Exercise materials START

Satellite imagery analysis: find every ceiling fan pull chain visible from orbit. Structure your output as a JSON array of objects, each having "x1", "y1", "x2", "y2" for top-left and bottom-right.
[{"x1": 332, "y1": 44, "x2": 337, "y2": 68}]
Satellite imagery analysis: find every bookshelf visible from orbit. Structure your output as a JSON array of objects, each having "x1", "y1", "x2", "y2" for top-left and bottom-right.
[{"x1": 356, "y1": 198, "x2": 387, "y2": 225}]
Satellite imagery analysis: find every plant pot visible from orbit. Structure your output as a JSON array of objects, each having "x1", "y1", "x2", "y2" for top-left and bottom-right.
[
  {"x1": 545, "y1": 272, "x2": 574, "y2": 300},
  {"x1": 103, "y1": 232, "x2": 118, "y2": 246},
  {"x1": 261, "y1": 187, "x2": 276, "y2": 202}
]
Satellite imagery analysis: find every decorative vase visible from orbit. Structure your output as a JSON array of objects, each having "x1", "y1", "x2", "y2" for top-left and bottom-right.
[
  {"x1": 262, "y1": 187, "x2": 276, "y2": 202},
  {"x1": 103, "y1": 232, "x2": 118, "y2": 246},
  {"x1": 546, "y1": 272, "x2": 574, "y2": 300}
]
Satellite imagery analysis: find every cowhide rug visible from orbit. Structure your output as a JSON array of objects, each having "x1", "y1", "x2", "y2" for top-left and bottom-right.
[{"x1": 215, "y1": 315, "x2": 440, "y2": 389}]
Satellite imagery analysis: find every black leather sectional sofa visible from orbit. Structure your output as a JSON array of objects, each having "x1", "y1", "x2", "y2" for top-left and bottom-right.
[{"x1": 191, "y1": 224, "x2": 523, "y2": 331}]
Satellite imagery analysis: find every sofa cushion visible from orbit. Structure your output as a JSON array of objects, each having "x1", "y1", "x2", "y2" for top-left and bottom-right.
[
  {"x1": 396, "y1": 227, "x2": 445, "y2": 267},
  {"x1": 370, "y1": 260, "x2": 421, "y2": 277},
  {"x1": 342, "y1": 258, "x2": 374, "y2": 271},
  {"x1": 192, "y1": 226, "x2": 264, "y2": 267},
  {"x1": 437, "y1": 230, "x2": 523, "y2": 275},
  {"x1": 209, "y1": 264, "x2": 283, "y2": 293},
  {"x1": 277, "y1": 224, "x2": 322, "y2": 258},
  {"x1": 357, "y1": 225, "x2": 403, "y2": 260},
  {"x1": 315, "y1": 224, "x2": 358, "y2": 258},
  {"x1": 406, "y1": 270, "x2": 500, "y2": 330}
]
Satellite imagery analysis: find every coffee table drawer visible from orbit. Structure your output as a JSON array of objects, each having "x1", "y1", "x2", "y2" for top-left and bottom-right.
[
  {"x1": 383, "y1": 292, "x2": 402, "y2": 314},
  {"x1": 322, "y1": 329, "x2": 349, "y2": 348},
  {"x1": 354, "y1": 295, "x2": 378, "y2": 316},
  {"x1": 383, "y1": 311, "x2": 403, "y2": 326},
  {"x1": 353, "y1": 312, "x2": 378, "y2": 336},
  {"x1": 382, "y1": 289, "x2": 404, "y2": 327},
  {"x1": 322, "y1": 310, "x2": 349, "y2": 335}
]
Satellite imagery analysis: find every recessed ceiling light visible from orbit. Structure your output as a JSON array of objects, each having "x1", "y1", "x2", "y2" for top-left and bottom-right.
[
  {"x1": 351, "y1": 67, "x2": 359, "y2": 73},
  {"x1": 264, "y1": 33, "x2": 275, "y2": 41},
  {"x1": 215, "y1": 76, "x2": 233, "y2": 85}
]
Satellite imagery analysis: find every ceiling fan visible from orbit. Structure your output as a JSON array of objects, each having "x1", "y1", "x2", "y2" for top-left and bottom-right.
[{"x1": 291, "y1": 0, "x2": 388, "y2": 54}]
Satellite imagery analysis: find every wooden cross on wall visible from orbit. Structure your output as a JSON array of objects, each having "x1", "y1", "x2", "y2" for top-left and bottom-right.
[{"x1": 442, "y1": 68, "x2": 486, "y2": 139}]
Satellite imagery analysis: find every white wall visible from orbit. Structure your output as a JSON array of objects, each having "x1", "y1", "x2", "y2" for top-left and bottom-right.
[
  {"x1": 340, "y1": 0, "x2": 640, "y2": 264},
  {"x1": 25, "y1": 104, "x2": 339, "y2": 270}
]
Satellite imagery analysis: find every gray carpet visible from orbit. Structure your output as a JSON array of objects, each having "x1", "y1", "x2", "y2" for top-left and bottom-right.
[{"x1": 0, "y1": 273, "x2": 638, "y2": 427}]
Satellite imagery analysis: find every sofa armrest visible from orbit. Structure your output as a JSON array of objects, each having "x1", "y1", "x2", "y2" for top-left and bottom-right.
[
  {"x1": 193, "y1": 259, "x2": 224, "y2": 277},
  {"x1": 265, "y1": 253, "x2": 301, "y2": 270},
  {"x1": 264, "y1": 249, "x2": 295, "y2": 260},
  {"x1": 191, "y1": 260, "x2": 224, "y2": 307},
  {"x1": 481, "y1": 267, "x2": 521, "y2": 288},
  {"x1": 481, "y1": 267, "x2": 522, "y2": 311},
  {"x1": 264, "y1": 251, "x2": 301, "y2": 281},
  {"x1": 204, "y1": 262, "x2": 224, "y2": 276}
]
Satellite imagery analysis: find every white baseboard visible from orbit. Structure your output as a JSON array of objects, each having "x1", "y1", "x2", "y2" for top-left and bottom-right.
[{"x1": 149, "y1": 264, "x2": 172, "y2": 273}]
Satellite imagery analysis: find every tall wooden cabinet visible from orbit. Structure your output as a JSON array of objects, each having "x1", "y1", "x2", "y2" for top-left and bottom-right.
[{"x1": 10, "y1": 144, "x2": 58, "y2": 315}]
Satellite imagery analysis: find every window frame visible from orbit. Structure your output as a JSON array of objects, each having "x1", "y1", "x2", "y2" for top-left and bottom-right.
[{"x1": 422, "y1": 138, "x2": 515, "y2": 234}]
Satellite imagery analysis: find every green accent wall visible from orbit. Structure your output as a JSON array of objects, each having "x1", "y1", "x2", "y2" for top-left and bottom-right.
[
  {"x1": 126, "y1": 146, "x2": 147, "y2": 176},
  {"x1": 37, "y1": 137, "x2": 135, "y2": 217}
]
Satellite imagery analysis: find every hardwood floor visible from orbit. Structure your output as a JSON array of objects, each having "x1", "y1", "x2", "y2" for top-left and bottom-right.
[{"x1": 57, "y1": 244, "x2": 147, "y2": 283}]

Exercise materials END

- _What is required_
Copy out the full set of entries without altering anything.

- _Exercise result_
Satellite imagery analysis: find every ceiling fan pull chain visible from orbit. Structure your output as a JSON array of objects, each having "x1", "y1", "x2", "y2" for top-left and bottom-right.
[{"x1": 332, "y1": 44, "x2": 337, "y2": 68}]
Satellite imagery analysis: find every bookshelf visible from orbit. Structure your output as a JSON array of objects, each having "x1", "y1", "x2", "y2" for top-left and bottom-right.
[{"x1": 356, "y1": 198, "x2": 387, "y2": 225}]
Satellite imagery analysis: find every plant pot visible from orbit. Structure your output as a JSON array of objects, each having "x1", "y1", "x2", "y2" for top-left and bottom-right.
[
  {"x1": 545, "y1": 272, "x2": 574, "y2": 300},
  {"x1": 103, "y1": 232, "x2": 118, "y2": 246},
  {"x1": 261, "y1": 187, "x2": 276, "y2": 202}
]
Satellite imagery analysis: find every decorative vase visible from orbit. Structure your output as a JSON array of objects, each having "x1", "y1", "x2", "y2" for top-left and bottom-right.
[
  {"x1": 262, "y1": 187, "x2": 276, "y2": 202},
  {"x1": 103, "y1": 232, "x2": 118, "y2": 246},
  {"x1": 546, "y1": 272, "x2": 574, "y2": 300}
]
Satellite imagery analysis: find every cowhide rug visible from orbit. Structure your output as a JSON array of objects, each having "x1", "y1", "x2", "y2" for top-left and bottom-right.
[{"x1": 215, "y1": 315, "x2": 440, "y2": 389}]
Satellite imagery analysis: find every black leather sectional sofa visible from orbit. Structure your output as a JSON array of objects, each having "x1", "y1", "x2", "y2" for top-left and bottom-right.
[{"x1": 191, "y1": 224, "x2": 523, "y2": 331}]
Satellite imagery analysis: find every sofa cushion visible from orbit. Structure your output as a JSON array of objects, each having "x1", "y1", "x2", "y2" for top-left and bottom-right.
[
  {"x1": 396, "y1": 227, "x2": 445, "y2": 267},
  {"x1": 370, "y1": 260, "x2": 421, "y2": 277},
  {"x1": 342, "y1": 258, "x2": 374, "y2": 271},
  {"x1": 192, "y1": 226, "x2": 264, "y2": 267},
  {"x1": 437, "y1": 230, "x2": 523, "y2": 275},
  {"x1": 209, "y1": 264, "x2": 283, "y2": 293},
  {"x1": 277, "y1": 224, "x2": 322, "y2": 258},
  {"x1": 357, "y1": 225, "x2": 403, "y2": 260},
  {"x1": 315, "y1": 224, "x2": 358, "y2": 258},
  {"x1": 406, "y1": 270, "x2": 500, "y2": 330}
]
Satellite imagery analysis: find every coffee table drawer visible from orbit. Structure your output as a JSON array of objects, each having "x1", "y1", "x2", "y2" for top-left and bottom-right.
[
  {"x1": 383, "y1": 292, "x2": 402, "y2": 314},
  {"x1": 322, "y1": 329, "x2": 349, "y2": 348},
  {"x1": 354, "y1": 295, "x2": 378, "y2": 316},
  {"x1": 383, "y1": 311, "x2": 403, "y2": 326},
  {"x1": 353, "y1": 312, "x2": 378, "y2": 336},
  {"x1": 382, "y1": 289, "x2": 404, "y2": 327},
  {"x1": 322, "y1": 310, "x2": 349, "y2": 335}
]
Satellite imagery analysis: find every recessed ceiling light visible from orbit. Structure your output as a JSON array of objects, each having "x1", "y1", "x2", "y2" for top-left and bottom-right.
[
  {"x1": 351, "y1": 67, "x2": 359, "y2": 73},
  {"x1": 264, "y1": 33, "x2": 275, "y2": 41},
  {"x1": 215, "y1": 76, "x2": 233, "y2": 85}
]
Satellite imagery analysis: find every ceiling fan visible from orbit. Structure your output as a JSON array of objects, each having "x1", "y1", "x2", "y2" for top-left and bottom-right.
[{"x1": 291, "y1": 0, "x2": 388, "y2": 54}]
Satellite imagery analysis: find every wooden cross on wall visible from orbit. Structure your output as a JSON array of objects, each having "x1", "y1", "x2", "y2" for top-left and bottom-right.
[{"x1": 442, "y1": 68, "x2": 486, "y2": 139}]
Satellite imagery analysis: find every white wall visible from orbit. Structure your output as a JSON array of objects, each having "x1", "y1", "x2", "y2" for top-left and bottom-right.
[
  {"x1": 340, "y1": 0, "x2": 640, "y2": 264},
  {"x1": 25, "y1": 104, "x2": 339, "y2": 270}
]
Satellite imagery analysis: find every gray carpet visible from orbit. Structure your output as a JSON array of objects, each having "x1", "y1", "x2", "y2" for top-left and bottom-right.
[{"x1": 0, "y1": 273, "x2": 638, "y2": 427}]
Satellite imagery analysis: find every sofa armrest visible from orbit. Structure your output as a JSON array of objects, each having "x1", "y1", "x2", "y2" for top-left and bottom-right.
[
  {"x1": 193, "y1": 259, "x2": 224, "y2": 277},
  {"x1": 265, "y1": 253, "x2": 301, "y2": 270},
  {"x1": 264, "y1": 249, "x2": 295, "y2": 260},
  {"x1": 191, "y1": 260, "x2": 224, "y2": 307},
  {"x1": 481, "y1": 267, "x2": 521, "y2": 288},
  {"x1": 481, "y1": 267, "x2": 522, "y2": 311},
  {"x1": 264, "y1": 251, "x2": 301, "y2": 281},
  {"x1": 204, "y1": 262, "x2": 224, "y2": 276}
]
Satellite imagery analysis: find every white baseboard visible from orbit. Structure your output as a JSON array of objects, each having "x1", "y1", "x2", "y2" for top-left and bottom-right.
[{"x1": 149, "y1": 264, "x2": 172, "y2": 273}]
Satellite imagery analysis: find every tall wooden cabinet visible from orbit. Structure your output as a JSON array of objects, each having "x1", "y1", "x2", "y2" for top-left and bottom-right.
[{"x1": 10, "y1": 144, "x2": 58, "y2": 315}]
Satellite imagery analysis: find every window frame visible from orbit. Structure your output as a JSON array of objects, each having "x1", "y1", "x2", "y2" for top-left and bottom-right.
[{"x1": 422, "y1": 138, "x2": 515, "y2": 234}]
Satellite imagery analysis: find every green accent wall visible from orbit. Structure your output as a JSON array of objects, each having "x1", "y1", "x2", "y2" for top-left and bottom-right.
[
  {"x1": 126, "y1": 146, "x2": 147, "y2": 176},
  {"x1": 37, "y1": 137, "x2": 135, "y2": 217}
]
Satellite imagery analysis: find every hardwood floor visible from orbit. Structure your output as a JSON array of objects, each having "x1", "y1", "x2", "y2" for top-left and bottom-right.
[{"x1": 57, "y1": 244, "x2": 147, "y2": 283}]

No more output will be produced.